Description of the task
Output exactly the lines below, starting with the line that has "pixel 7 137" and going on through the line that has "# pick out one point per instance of the bird", both included, and no other lines.

(Input)

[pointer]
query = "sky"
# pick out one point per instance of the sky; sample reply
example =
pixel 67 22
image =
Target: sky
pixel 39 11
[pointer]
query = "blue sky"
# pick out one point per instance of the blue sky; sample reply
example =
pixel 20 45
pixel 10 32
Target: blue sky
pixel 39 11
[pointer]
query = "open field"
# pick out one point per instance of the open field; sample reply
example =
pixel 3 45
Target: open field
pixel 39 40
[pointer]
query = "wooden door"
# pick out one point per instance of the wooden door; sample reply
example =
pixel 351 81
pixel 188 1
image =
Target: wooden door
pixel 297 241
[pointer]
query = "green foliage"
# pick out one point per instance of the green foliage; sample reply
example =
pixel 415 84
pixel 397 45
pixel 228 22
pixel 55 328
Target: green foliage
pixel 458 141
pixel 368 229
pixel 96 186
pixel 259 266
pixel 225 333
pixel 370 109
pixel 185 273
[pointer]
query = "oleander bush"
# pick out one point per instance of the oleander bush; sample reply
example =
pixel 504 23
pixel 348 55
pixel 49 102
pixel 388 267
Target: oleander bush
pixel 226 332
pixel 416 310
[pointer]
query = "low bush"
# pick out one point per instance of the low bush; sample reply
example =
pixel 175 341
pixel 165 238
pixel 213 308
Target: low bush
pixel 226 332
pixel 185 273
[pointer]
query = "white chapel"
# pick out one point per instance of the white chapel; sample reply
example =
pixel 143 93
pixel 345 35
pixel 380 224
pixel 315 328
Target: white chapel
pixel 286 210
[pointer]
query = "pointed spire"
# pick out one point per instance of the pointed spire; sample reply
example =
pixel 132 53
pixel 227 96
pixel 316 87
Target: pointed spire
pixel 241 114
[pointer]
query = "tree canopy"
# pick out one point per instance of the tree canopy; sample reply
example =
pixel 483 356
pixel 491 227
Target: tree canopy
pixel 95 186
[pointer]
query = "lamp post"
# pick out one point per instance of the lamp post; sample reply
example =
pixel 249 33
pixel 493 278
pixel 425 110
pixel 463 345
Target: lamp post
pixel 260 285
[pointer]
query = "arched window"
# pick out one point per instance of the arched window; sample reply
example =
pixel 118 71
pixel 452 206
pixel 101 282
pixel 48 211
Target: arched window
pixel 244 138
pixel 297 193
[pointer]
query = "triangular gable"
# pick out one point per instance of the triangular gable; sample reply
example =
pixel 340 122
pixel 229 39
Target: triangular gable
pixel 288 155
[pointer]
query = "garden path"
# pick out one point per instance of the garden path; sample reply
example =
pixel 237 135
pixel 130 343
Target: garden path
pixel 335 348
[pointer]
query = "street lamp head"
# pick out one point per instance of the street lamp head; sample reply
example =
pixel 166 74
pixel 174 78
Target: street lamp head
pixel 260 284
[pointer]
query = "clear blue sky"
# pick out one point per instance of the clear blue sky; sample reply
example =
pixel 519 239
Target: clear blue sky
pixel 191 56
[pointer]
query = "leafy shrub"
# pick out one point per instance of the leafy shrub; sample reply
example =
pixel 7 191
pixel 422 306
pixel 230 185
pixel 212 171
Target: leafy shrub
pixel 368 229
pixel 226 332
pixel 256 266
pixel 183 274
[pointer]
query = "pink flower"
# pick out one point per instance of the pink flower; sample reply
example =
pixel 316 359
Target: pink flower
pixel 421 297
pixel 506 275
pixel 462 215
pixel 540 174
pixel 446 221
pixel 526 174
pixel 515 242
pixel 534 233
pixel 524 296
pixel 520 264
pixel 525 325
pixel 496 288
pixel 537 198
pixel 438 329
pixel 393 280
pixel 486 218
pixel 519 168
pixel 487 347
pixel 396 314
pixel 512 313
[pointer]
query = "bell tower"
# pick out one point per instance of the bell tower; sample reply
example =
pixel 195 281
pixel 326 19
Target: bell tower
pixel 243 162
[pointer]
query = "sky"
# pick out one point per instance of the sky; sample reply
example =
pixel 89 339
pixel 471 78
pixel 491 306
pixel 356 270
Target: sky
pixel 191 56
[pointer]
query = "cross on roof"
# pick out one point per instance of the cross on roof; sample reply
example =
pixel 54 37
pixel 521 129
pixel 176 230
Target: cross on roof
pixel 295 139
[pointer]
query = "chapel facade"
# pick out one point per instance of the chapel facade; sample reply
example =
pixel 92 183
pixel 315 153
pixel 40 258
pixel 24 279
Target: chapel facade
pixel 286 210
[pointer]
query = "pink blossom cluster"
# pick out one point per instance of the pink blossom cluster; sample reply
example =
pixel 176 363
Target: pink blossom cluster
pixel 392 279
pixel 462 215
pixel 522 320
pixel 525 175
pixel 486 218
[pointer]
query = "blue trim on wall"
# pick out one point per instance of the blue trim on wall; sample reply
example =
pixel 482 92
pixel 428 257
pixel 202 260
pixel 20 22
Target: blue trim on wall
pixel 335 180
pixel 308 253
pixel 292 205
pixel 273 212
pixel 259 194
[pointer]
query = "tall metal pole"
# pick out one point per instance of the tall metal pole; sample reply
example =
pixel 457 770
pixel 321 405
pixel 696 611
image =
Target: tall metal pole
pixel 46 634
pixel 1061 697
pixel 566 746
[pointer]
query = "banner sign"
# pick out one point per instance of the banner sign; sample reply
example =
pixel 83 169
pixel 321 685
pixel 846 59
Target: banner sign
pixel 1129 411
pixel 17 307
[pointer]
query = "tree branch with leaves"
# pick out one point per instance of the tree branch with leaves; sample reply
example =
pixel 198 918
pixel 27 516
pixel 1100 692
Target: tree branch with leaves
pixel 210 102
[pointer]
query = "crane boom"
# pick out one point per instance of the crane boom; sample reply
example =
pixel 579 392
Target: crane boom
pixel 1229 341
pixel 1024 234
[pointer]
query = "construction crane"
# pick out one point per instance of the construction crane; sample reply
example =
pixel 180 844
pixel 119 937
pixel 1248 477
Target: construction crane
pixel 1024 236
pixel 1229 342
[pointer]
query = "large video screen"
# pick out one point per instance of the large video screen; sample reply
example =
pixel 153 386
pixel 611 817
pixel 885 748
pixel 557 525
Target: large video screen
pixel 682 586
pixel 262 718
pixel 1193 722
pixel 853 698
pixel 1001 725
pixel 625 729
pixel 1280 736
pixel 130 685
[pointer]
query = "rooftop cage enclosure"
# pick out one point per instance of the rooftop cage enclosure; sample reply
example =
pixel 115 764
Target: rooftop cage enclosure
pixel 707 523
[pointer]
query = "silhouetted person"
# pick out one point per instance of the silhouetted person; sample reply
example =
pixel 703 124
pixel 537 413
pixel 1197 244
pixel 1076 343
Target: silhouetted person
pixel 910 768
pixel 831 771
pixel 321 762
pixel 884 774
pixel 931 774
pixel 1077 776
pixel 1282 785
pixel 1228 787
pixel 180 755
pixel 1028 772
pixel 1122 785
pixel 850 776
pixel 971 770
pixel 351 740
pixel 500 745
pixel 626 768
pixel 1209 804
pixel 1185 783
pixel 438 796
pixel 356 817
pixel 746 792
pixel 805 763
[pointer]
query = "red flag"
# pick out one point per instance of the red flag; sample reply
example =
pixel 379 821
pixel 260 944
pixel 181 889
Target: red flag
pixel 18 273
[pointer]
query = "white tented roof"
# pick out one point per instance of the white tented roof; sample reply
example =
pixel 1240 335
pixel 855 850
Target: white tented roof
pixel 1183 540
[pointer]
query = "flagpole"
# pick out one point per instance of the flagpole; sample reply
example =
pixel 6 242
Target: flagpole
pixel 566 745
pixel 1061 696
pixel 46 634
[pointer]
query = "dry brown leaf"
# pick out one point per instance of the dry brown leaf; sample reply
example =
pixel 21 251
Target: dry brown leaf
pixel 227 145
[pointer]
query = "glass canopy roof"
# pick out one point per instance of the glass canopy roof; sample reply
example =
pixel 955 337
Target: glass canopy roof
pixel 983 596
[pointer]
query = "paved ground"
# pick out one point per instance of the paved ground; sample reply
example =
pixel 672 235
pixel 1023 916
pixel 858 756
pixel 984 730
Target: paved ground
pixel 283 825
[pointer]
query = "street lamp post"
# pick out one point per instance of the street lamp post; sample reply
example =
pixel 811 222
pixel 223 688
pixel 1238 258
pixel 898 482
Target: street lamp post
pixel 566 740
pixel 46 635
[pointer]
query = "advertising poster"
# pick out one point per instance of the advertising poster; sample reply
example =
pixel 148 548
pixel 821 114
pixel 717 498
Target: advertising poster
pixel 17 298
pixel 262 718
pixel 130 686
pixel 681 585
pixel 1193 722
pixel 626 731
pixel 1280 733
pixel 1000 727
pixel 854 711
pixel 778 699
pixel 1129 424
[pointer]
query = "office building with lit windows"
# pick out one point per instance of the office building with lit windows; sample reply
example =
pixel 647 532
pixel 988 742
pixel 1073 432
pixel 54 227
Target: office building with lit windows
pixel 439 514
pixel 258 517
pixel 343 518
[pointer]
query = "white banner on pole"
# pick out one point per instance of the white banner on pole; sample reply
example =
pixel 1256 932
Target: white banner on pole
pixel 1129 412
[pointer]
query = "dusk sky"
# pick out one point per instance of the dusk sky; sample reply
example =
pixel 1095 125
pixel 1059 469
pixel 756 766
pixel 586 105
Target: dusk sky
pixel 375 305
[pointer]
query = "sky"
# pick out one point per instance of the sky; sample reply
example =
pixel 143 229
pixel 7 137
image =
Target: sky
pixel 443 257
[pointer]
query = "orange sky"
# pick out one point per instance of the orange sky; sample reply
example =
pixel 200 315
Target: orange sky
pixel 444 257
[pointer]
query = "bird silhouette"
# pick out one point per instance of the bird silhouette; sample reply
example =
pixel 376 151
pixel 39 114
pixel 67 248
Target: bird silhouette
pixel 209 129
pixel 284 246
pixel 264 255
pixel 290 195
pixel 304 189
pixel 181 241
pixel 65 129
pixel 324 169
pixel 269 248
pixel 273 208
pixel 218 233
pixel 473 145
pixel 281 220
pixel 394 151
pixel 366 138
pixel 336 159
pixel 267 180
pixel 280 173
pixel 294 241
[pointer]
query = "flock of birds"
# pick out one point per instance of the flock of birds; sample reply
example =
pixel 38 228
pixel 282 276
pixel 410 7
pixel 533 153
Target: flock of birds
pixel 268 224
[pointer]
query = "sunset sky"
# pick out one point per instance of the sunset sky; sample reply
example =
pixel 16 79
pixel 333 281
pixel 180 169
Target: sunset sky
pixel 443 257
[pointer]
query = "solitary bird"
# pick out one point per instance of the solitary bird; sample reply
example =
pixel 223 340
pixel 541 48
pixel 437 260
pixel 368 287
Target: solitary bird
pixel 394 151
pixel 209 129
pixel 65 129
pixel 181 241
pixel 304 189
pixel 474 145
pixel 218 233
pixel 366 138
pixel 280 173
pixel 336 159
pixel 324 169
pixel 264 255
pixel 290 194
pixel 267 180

(End Input)

Worked solution
pixel 7 137
image =
Target: sky
pixel 443 257
[pointer]
query = "orange sky"
# pick out one point per instance of the orange sky; sample reply
example =
pixel 200 315
Target: orange sky
pixel 444 257
[pointer]
query = "bird silhouette"
# pick out one point per instance of the bird silhouette; sample reply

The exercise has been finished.